CONSIGNE A: Relevez, parmi les lignes qui suivent le texte ci-dessous, toutes celles qui contiennent le mot « slope », puis recopiez-les.

EXTRAIT DU DOCUMENT:
+++++

Dans le cadre d'une réflexion sur le métier d'ingénieur de développement logiciel dans le milieu de la recherche, il est utile de préciser ce que l'on entend par programme et par logiciel, les deux termes n'étant pas, pour moi, synonymes, et la distinction entre les deux devrait permettre de comprendre l'activité de développement.
En effet, ces deux objets, le programme et le logiciel, sont de même nature mais on "sent" une différence, difficilement qualifiable.
Si l'on cherche sur wikipedia, on trouvera les définitions suivantes:
Programme: En informatique, un programme est une suite d'opérations pré-déterminées destinées à être exécutées de manière automatique par un appareil informatique en vue d'effectuer des travaux, des calculs arithmétiques ou logiques, ou simuler un déroulement.
Le code source est la forme sous laquelle un programme est créé par un programmeur: Un ensemble de textes décrivant formellement, étape par étape, les opérations à effectuer; rédigés conformément aux règles d'un langage de programmation.
Le code source est transformé automatiquement en programme exécutable: une suite d'instructions machine qui peuvent être exécutées de manière automatique par un processeur - composant électronique moteur des appareils informatiques.
[Suit une typologie des programmes comprenant "microprogramme", "programme applicatif", "composant logiciel", ...]
Logiciel: En informatique, un logiciel est un ensemble d'informations relatives à des traitements effectués automatiquement par un appareil informatique. Y sont incluses les instructions de traitement, regroupées sous forme de programmes, des données et de la documentation. Le tout est stocké sous forme d'un ensemble de fichiers dans une mémoire.
Un logiciel serait donc un ou des programmes + des données + de la documentation. Cependant, la documentation est elle-même écrite dans un langage, puis compilée et enfin exécutée en quelque sorte par la machine pour l'afficher. Une interaction est même possible (hyperliens, recherche). On peut d'ailleurs trouver simplistes les interfaces de documentations. Par ailleurs, certains programmes intègrent la documentation (aide contextuelle, ...). Les données elle-mêmes peuvent être du code ou même des programmes. Enfin, j'ai du mal à considérer des commandes UNIX telles ls ou cat comme des logiciels. Elles viennent pourtant avec une documentation (pages man).
Cette distinction n'est donc pas satisfaisante.
Je vais maintenant proposer une autre distinction, puis mettre celle-ci à l'épreuve pour voir si elle peut expliquer les différents critères souvent cités.

+++++

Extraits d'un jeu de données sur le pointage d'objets
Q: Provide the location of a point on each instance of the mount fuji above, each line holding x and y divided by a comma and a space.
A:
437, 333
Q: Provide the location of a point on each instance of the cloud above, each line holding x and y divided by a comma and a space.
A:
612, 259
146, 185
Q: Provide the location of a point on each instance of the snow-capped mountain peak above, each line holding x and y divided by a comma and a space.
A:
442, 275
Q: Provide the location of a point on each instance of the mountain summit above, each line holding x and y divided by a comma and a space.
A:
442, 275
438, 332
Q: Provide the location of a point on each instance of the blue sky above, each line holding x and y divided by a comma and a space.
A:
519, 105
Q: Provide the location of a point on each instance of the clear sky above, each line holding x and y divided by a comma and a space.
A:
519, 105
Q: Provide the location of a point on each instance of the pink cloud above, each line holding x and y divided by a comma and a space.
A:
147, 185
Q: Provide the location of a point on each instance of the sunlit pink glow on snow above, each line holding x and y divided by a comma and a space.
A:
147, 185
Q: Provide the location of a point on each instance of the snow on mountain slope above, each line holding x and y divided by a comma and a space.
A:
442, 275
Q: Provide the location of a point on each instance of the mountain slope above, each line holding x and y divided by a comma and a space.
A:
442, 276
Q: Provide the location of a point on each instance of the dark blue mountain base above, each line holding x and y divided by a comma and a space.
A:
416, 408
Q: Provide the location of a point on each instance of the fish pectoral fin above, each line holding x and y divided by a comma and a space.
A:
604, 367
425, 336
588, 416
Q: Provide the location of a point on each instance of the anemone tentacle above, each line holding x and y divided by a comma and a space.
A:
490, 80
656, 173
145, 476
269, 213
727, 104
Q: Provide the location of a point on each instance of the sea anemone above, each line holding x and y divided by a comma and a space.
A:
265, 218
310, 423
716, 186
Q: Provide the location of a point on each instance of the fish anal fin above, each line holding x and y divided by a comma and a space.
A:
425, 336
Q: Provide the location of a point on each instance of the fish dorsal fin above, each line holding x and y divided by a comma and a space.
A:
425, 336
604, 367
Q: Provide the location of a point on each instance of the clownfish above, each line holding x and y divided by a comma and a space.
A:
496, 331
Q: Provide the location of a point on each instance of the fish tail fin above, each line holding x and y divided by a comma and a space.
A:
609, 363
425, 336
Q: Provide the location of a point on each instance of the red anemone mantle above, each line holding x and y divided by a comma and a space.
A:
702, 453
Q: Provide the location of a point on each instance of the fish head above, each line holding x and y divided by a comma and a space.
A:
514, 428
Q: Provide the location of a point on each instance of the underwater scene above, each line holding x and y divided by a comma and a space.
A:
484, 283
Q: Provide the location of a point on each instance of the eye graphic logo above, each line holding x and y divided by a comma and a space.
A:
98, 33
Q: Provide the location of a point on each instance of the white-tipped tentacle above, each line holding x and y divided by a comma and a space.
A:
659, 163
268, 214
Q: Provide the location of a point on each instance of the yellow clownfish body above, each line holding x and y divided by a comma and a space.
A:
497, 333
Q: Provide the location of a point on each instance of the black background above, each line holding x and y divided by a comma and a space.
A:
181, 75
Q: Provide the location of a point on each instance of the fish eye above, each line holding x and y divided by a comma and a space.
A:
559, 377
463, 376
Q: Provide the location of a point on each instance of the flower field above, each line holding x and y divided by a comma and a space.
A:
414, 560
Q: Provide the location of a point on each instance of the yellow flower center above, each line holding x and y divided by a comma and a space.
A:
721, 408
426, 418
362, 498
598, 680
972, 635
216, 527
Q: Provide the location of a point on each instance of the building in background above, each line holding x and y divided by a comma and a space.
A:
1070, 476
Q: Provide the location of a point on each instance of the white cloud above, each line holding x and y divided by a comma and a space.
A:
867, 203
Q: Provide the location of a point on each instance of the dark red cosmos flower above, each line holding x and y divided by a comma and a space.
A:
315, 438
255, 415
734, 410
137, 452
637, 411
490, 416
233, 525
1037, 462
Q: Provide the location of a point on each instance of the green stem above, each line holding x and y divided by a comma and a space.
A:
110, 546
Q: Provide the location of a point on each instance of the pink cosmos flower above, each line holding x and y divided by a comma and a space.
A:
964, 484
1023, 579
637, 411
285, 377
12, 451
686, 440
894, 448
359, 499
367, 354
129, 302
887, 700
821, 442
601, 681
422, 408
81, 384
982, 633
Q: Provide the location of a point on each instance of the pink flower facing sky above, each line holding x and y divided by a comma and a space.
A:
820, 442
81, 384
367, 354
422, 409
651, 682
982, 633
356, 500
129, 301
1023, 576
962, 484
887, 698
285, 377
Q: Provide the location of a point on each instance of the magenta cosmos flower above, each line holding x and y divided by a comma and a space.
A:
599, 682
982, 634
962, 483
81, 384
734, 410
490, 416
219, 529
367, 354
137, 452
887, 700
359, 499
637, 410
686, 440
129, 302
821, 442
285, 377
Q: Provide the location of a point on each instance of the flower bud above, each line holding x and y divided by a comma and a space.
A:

+++++

CONSIGNE B: Recopiez fidèlement tout le passage du texte ci-dessus sur le programme et le logiciel, depuis « Le code source est la » jusqu'à « des appareils informatiques. » inclus.

RÉPONSE INTÉGRALE A:
Q: Provide the location of a point on each instance of the snow on mountain slope above, each line holding x and y divided by a comma and a space.
Q: Provide the location of a point on each instance of the mountain slope above, each line holding x and y divided by a comma and a space.

RÉPONSE INTÉGRALE B:
Le code source est la forme sous laquelle un programme est créé par un programmeur: Un ensemble de textes décrivant formellement, étape par étape, les opérations à effectuer; rédigés conformément aux règles d'un langage de programmation.
Le code source est transformé automatiquement en programme exécutable: une suite d'instructions machine qui peuvent être exécutées de manière automatique par un processeur - composant électronique moteur des appareils informatiques.